## YOUR INSTRUCTIONS
Keep the pictures out. Copy every line of the listing exactly.
<<<<
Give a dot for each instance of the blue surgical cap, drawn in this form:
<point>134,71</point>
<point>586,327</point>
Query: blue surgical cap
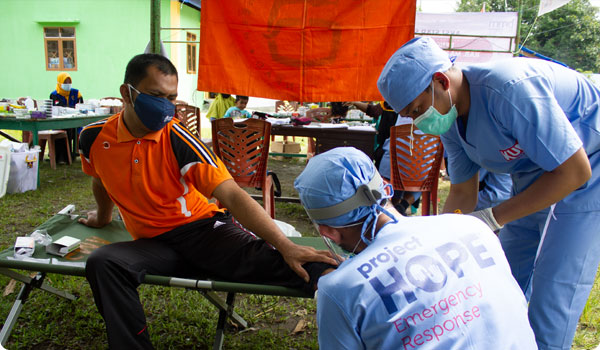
<point>409,71</point>
<point>331,178</point>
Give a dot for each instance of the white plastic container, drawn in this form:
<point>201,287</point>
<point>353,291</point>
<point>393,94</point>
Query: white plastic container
<point>23,171</point>
<point>4,168</point>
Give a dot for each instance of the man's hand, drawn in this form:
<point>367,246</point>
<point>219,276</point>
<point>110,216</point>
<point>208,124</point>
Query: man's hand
<point>296,255</point>
<point>93,221</point>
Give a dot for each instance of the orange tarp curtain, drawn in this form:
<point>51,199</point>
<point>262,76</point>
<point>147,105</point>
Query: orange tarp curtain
<point>300,50</point>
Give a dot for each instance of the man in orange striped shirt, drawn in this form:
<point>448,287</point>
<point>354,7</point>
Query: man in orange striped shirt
<point>160,177</point>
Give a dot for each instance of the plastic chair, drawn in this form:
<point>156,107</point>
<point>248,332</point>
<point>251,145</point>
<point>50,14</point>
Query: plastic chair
<point>51,136</point>
<point>419,171</point>
<point>244,149</point>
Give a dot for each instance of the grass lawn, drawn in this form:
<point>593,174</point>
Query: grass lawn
<point>178,319</point>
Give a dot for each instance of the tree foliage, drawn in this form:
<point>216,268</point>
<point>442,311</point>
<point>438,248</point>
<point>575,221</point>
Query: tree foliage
<point>570,34</point>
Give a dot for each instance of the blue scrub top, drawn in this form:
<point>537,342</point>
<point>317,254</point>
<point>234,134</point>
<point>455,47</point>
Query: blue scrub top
<point>498,188</point>
<point>432,282</point>
<point>234,112</point>
<point>526,117</point>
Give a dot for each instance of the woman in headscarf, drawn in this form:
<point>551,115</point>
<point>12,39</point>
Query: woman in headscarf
<point>65,96</point>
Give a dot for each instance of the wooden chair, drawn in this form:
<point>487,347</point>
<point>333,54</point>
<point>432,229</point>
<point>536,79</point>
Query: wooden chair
<point>322,114</point>
<point>189,116</point>
<point>244,149</point>
<point>50,136</point>
<point>419,171</point>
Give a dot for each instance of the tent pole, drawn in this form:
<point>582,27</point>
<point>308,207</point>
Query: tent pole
<point>155,26</point>
<point>518,39</point>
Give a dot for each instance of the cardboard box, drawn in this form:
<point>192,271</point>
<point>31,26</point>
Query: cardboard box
<point>277,147</point>
<point>291,147</point>
<point>63,246</point>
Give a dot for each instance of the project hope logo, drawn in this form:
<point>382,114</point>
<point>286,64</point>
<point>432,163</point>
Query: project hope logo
<point>428,273</point>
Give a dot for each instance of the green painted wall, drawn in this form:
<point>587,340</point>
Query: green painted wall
<point>108,34</point>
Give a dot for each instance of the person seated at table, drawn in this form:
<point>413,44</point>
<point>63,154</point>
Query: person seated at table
<point>239,110</point>
<point>65,96</point>
<point>434,282</point>
<point>220,106</point>
<point>160,176</point>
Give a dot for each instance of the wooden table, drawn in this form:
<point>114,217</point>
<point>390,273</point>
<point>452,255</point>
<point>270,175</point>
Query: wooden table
<point>327,138</point>
<point>35,125</point>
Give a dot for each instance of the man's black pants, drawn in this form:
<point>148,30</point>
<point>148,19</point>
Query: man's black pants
<point>217,248</point>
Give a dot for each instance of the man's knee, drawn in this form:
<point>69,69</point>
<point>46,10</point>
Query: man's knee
<point>98,260</point>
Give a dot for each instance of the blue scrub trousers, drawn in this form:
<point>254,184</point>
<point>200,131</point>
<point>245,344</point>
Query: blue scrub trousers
<point>564,274</point>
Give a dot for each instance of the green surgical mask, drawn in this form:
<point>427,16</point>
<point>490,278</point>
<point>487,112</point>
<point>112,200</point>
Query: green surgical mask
<point>433,122</point>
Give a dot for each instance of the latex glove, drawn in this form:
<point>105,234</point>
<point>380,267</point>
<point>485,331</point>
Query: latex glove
<point>487,216</point>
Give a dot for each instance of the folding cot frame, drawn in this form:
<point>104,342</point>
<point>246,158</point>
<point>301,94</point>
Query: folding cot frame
<point>73,264</point>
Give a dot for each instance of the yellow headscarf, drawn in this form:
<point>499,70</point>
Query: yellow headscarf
<point>219,106</point>
<point>61,80</point>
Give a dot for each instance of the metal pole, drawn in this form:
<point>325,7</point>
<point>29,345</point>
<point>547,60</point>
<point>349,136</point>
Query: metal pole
<point>155,26</point>
<point>518,39</point>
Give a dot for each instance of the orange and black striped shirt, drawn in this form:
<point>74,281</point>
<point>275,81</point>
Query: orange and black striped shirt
<point>158,182</point>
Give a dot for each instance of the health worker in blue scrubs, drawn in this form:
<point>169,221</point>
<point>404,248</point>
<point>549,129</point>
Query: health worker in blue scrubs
<point>426,282</point>
<point>539,122</point>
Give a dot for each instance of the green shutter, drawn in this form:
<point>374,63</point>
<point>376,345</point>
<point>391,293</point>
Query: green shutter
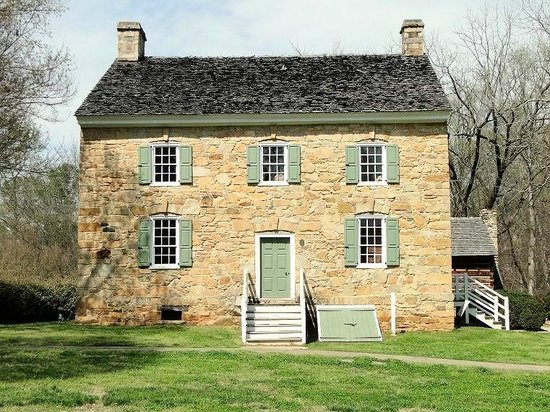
>>>>
## RESPONSE TO THIS EXERCISE
Give a dot for each instance of the blue surgical cap, drawn in this form:
<point>134,71</point>
<point>586,327</point>
Query: blue surgical cap
<point>409,71</point>
<point>331,178</point>
Give a dot for each instance of the white plastic container, drawn in this form:
<point>201,287</point>
<point>353,291</point>
<point>393,94</point>
Query: white plastic container
<point>23,171</point>
<point>4,168</point>
Give a dot for each instance of the man's hand, drawn in this form:
<point>367,246</point>
<point>219,276</point>
<point>110,216</point>
<point>208,124</point>
Query: man's hand
<point>296,255</point>
<point>93,221</point>
Give a dot for each instance of the orange tarp curtain, drawn in this form:
<point>51,199</point>
<point>262,76</point>
<point>147,105</point>
Query: orange tarp curtain
<point>300,50</point>
Give a dot for each instance of the man in orange striped shirt, drawn in this form:
<point>448,287</point>
<point>354,7</point>
Query: man in orange striped shirt
<point>160,177</point>
Give a dot for each instance of the plastic chair, drawn in this form:
<point>156,107</point>
<point>248,332</point>
<point>251,145</point>
<point>50,14</point>
Query: plastic chair
<point>51,136</point>
<point>419,171</point>
<point>244,149</point>
Give a dot for each instance of the grass lawn, drawn in this form:
<point>593,174</point>
Query: grass lawn
<point>178,319</point>
Give a dot for each instance of the tree foliage, drawn in this form:
<point>216,268</point>
<point>442,311</point>
<point>438,248</point>
<point>575,221</point>
Query: tree foliage
<point>570,34</point>
Give a dot for each instance of the blue scrub top, drawn in this form:
<point>537,342</point>
<point>317,254</point>
<point>234,134</point>
<point>455,47</point>
Query: blue scrub top
<point>498,188</point>
<point>432,282</point>
<point>234,112</point>
<point>526,117</point>
Give a dot for each instance of the woman in headscarf, drawn in this form:
<point>551,115</point>
<point>12,39</point>
Query: woman in headscarf
<point>65,96</point>
Give a dot for each instance of the wooden chair, drawn in this form:
<point>487,347</point>
<point>333,54</point>
<point>432,229</point>
<point>536,79</point>
Query: wooden chair
<point>322,114</point>
<point>189,116</point>
<point>244,149</point>
<point>50,136</point>
<point>419,171</point>
Give a dot for each instance of the tent pole, drawn in this form:
<point>582,27</point>
<point>308,207</point>
Query: tent pole
<point>155,26</point>
<point>518,39</point>
Give a dot for each instance of the cardboard box, drawn in this form:
<point>192,271</point>
<point>31,26</point>
Query: cardboard box
<point>277,147</point>
<point>291,147</point>
<point>63,246</point>
Give a dot for each instance of the project hope logo, drawn in this form:
<point>382,114</point>
<point>286,64</point>
<point>432,163</point>
Query: project hope logo
<point>428,273</point>
Give a dot for each instance of the green painted wall, drawn in this form:
<point>587,340</point>
Query: green painted wall
<point>108,34</point>
Give a dot for each instance of the person seated at table, drawn in this form:
<point>413,44</point>
<point>63,154</point>
Query: person seated at table
<point>239,110</point>
<point>65,96</point>
<point>434,282</point>
<point>220,106</point>
<point>160,176</point>
Give a dot for each instance of the wooden table, drawn in this form:
<point>114,217</point>
<point>390,273</point>
<point>452,255</point>
<point>270,175</point>
Query: wooden table
<point>327,138</point>
<point>35,125</point>
Give a dot for each instance of the man's black pants, drawn in this form:
<point>148,30</point>
<point>148,19</point>
Query: man's black pants
<point>217,248</point>
Give a dot for each instance of the man's knee, drawn in this form:
<point>69,69</point>
<point>46,10</point>
Query: man's knee
<point>98,260</point>
Give a dot for each instance of the blue scrub trousers, drawn in this form:
<point>254,184</point>
<point>200,131</point>
<point>245,344</point>
Query: blue scrub trousers
<point>564,274</point>
Give a dot for each instance of the green surgical mask, drawn in this form:
<point>427,16</point>
<point>490,278</point>
<point>487,112</point>
<point>112,200</point>
Query: green surgical mask
<point>433,122</point>
Give a dot for each instance of the latex glove, drawn in this form:
<point>105,234</point>
<point>380,267</point>
<point>485,331</point>
Query: latex glove
<point>487,216</point>
Give a dot for each instance of the folding cot frame, drawn in this form:
<point>104,342</point>
<point>246,158</point>
<point>301,94</point>
Query: folding cot frame
<point>73,264</point>
Give a dot for each instance of the yellow headscarf, drawn in this form:
<point>499,70</point>
Query: yellow headscarf
<point>219,106</point>
<point>61,80</point>
Give a dot for each instance of the metal pole, drawn in this form:
<point>325,7</point>
<point>29,345</point>
<point>547,60</point>
<point>349,136</point>
Query: metal pole
<point>155,26</point>
<point>518,39</point>
Give a dot for each instance of the orange and black striped shirt, drawn in this form:
<point>74,281</point>
<point>275,81</point>
Query: orange and black striped shirt
<point>158,182</point>
Give a dot for each instance of the health worker in blue scrubs, drawn in this form:
<point>169,221</point>
<point>404,248</point>
<point>549,129</point>
Query: health worker in blue scrubs
<point>426,282</point>
<point>539,122</point>
Give a dot for each instance of the green shutter, drawn in this form:
<point>374,63</point>
<point>376,345</point>
<point>391,293</point>
Query: green shutter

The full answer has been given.